## What you need to do
Copy every item below word for word, leaving out the pictures.

## Data shown
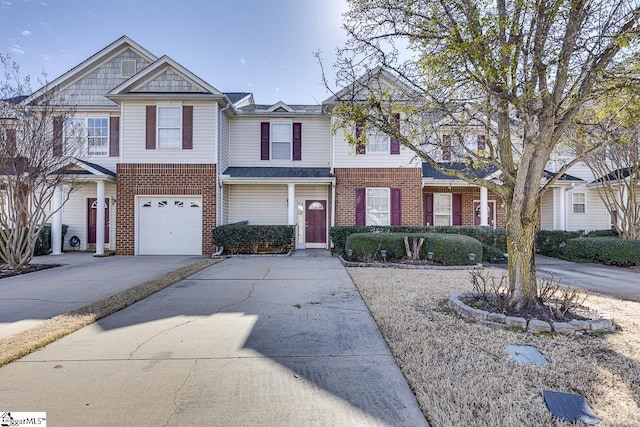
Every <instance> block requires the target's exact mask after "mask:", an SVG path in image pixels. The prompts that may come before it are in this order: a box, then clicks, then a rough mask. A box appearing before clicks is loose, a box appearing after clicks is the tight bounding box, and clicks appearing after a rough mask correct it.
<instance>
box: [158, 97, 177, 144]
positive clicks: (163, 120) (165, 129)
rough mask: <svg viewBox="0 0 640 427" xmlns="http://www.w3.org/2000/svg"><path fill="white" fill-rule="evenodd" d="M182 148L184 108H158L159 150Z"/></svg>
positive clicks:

## Task solution
Every <instance> block requires the target's exact mask after "mask:", an SVG path in image pixels. The prompts that may come before it are in this order: a box, then clicks, then a rough mask. A box appearing before clicks is loose, a box appearing after clicks is the tight bounding box, and clicks appearing after a rough mask correct it.
<instance>
box: [158, 97, 177, 144]
positive clicks: (163, 120) (165, 129)
rough mask: <svg viewBox="0 0 640 427" xmlns="http://www.w3.org/2000/svg"><path fill="white" fill-rule="evenodd" d="M182 148L184 108H158L159 150Z"/></svg>
positive clicks:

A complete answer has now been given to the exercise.